=== LISTING ===

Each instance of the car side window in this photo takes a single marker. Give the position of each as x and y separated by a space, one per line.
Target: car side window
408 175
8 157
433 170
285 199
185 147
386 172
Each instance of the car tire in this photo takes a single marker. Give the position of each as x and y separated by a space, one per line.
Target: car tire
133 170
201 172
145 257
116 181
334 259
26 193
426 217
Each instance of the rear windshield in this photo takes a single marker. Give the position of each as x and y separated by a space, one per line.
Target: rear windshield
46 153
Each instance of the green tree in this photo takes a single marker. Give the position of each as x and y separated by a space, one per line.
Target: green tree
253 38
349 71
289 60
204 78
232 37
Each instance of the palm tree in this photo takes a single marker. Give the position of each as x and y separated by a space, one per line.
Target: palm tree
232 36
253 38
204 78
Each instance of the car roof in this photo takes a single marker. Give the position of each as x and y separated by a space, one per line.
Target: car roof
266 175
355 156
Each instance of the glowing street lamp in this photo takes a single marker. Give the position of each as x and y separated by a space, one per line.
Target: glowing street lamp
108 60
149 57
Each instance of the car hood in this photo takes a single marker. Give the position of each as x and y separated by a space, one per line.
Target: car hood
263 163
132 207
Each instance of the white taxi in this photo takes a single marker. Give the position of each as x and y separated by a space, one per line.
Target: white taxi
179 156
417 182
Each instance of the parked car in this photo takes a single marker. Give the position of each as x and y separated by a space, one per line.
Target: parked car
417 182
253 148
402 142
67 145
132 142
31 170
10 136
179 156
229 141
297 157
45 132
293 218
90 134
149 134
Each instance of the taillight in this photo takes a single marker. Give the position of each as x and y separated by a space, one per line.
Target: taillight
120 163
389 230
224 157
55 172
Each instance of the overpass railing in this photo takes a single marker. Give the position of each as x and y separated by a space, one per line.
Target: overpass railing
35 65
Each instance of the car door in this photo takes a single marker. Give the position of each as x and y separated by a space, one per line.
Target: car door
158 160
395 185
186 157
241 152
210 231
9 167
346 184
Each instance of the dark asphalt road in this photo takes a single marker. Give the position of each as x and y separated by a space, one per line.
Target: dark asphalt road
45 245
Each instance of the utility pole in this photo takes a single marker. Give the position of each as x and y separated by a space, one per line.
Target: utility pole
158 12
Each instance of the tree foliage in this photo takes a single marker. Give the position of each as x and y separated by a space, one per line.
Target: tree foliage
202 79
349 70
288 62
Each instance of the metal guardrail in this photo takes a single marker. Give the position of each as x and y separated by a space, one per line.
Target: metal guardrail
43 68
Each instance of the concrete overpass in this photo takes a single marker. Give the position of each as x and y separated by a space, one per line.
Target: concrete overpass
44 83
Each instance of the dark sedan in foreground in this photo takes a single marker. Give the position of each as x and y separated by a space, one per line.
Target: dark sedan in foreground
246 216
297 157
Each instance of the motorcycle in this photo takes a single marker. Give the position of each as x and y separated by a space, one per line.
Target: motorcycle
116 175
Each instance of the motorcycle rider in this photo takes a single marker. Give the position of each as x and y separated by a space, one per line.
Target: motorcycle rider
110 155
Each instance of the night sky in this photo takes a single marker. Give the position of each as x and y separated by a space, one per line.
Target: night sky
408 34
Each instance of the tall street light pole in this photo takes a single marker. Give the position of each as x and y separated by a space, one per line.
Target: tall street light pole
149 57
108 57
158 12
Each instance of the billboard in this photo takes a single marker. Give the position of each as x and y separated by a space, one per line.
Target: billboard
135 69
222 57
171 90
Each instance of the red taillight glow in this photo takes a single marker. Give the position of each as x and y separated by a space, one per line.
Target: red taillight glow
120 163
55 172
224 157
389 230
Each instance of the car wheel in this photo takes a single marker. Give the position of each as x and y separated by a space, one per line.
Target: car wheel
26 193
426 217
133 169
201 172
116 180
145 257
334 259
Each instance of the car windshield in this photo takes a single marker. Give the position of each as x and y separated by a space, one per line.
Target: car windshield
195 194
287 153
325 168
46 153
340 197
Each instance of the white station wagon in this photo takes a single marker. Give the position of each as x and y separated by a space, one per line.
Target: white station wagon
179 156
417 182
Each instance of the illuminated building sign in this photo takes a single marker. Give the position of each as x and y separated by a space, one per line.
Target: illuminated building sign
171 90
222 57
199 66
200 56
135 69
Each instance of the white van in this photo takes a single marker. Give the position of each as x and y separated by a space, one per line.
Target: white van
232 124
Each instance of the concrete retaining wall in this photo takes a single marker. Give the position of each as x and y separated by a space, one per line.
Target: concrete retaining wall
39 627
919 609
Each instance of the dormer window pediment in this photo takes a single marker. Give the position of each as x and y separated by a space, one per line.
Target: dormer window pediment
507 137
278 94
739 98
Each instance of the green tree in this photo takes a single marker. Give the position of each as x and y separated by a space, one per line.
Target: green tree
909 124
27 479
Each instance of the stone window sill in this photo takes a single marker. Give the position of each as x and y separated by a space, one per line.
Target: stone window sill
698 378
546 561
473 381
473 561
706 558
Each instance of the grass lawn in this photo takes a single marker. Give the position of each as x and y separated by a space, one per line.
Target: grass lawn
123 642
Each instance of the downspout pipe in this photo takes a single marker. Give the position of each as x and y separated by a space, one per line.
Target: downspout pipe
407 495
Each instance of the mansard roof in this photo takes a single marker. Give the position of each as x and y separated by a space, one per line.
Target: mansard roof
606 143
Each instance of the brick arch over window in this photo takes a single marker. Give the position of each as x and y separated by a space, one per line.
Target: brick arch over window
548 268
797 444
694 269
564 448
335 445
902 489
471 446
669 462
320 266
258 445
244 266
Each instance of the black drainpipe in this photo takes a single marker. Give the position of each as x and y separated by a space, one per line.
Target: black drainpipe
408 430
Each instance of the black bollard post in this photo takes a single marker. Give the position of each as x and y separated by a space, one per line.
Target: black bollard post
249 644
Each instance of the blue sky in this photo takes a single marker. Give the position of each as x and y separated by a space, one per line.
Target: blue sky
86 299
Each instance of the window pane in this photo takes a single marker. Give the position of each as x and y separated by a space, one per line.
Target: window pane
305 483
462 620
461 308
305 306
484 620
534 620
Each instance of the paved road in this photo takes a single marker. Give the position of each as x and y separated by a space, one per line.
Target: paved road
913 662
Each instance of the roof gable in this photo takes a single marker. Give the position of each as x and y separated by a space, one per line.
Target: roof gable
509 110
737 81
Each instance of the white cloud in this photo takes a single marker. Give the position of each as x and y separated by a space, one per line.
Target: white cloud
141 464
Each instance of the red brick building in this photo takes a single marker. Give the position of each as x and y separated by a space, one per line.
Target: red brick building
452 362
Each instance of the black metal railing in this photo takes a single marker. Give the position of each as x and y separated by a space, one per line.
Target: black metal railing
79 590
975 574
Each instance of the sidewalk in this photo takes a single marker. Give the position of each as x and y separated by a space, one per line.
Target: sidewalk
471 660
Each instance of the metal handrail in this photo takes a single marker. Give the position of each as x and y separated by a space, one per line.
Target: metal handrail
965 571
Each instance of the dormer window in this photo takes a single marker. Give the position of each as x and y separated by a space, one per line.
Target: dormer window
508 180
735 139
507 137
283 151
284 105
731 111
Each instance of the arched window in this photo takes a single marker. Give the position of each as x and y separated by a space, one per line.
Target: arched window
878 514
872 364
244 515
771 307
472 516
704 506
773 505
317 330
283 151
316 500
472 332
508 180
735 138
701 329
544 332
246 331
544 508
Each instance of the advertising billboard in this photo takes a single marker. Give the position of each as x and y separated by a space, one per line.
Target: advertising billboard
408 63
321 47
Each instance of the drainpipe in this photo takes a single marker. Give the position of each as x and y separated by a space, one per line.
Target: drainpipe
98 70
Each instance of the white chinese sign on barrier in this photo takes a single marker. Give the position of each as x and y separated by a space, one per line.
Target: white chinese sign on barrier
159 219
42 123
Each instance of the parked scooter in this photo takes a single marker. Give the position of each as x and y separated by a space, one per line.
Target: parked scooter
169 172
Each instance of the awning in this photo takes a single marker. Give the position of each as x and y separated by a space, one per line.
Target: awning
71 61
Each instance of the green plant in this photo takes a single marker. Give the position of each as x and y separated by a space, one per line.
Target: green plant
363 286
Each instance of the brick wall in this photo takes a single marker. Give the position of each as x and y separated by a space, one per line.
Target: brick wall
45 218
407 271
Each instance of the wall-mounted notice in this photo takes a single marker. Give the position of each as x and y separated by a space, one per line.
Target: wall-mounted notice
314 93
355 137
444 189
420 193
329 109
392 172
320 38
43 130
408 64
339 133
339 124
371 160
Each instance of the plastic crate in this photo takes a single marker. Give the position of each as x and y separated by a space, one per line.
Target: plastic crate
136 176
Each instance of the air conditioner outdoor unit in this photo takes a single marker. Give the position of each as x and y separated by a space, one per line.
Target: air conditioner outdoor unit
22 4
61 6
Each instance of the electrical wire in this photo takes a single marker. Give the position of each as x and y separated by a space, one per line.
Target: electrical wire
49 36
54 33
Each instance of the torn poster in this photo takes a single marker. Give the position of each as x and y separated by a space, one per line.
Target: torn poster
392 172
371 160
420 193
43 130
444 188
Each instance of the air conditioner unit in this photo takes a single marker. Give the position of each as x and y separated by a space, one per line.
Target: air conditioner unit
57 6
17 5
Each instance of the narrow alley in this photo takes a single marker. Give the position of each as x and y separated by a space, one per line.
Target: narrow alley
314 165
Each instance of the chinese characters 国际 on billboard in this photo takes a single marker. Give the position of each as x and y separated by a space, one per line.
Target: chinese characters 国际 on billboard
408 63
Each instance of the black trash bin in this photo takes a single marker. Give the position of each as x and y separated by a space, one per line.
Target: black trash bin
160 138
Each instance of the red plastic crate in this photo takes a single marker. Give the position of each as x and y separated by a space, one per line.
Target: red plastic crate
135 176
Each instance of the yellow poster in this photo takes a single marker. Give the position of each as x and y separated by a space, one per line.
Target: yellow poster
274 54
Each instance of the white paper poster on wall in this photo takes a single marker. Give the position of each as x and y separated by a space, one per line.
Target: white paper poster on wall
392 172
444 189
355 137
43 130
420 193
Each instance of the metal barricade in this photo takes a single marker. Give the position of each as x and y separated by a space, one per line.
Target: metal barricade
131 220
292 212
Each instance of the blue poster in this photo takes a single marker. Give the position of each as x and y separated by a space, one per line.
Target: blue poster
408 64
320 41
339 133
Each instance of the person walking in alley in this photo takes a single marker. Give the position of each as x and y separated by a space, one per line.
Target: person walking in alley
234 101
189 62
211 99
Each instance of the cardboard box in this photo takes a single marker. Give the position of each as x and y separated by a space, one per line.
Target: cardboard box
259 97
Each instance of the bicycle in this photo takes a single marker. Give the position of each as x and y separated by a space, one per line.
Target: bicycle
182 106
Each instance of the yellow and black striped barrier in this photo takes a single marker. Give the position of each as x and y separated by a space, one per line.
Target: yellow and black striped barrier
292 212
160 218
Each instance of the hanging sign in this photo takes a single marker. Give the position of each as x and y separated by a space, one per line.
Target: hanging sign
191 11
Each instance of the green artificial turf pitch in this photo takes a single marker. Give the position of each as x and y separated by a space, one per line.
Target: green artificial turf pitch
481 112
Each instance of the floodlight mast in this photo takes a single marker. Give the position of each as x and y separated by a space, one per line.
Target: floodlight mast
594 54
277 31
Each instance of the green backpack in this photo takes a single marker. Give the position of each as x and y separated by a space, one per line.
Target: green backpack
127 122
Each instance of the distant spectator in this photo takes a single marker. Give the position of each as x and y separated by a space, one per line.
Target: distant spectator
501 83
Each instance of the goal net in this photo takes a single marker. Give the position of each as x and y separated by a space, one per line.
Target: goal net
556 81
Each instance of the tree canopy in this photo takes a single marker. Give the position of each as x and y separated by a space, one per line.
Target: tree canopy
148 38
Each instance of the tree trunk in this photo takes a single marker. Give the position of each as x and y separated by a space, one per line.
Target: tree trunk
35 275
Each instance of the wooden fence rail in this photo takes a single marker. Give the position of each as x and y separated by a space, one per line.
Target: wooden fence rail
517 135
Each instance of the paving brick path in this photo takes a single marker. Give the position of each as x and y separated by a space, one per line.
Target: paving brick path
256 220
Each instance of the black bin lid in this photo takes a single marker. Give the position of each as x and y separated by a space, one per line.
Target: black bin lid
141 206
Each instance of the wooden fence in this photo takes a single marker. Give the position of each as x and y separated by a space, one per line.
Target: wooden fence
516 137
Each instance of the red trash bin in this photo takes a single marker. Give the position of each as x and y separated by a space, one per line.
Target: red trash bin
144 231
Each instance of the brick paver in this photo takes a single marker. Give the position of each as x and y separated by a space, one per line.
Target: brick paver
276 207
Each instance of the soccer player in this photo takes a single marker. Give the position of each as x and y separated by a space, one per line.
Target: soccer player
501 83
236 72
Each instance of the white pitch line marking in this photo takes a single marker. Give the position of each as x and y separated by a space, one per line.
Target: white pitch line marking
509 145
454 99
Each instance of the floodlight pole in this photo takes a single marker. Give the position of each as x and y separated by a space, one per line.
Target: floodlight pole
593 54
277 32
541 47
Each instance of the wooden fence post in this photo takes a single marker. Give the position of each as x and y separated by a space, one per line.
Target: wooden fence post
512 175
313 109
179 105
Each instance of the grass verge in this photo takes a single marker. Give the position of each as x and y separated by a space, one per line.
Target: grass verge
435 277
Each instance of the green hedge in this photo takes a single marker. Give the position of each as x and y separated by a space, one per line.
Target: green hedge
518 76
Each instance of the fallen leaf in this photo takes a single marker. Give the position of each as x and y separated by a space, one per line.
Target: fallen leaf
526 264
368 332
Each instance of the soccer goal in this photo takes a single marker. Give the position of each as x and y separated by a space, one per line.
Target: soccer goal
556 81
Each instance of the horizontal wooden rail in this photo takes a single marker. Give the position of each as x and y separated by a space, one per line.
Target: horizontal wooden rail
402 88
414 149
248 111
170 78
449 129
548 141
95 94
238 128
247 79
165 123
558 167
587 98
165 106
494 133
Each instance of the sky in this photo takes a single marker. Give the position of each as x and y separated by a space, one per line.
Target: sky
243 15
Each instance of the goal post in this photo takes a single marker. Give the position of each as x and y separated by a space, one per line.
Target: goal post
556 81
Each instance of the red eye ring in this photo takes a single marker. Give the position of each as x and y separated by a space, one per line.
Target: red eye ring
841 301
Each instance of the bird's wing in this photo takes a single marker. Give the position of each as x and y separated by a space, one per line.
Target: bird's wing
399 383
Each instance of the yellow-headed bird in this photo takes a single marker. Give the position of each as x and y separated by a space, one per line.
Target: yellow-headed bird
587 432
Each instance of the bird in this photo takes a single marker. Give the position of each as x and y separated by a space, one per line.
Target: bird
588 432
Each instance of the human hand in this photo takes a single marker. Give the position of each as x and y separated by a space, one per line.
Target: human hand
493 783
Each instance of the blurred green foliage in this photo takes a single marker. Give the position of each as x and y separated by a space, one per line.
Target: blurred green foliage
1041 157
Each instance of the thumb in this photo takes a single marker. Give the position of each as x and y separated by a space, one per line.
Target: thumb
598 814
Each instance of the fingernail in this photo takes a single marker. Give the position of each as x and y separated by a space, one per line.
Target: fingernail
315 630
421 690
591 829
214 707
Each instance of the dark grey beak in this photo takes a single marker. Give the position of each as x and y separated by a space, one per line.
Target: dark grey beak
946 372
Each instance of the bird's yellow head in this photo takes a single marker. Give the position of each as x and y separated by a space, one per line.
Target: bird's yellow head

===

Repeat exactly the lines above from the line that contains "Each instance of the fingernail" through the end. Include both of these ends; leave out everything else.

Each instance of the fingernail in this photo takes a single marker. Give the position of each as x and y separated by a space, one per line.
Target: fingernail
315 630
421 690
591 829
214 707
Each instance of the dark grey beak in this photo takes a single marker. Give the position of each as x and y separated by a space, one per line.
Target: dark grey beak
946 372
Each instance of the bird's yellow head in this photo takes a single marker. Give the position of each as x and y separated by a space, one per line.
Target: bird's yellow head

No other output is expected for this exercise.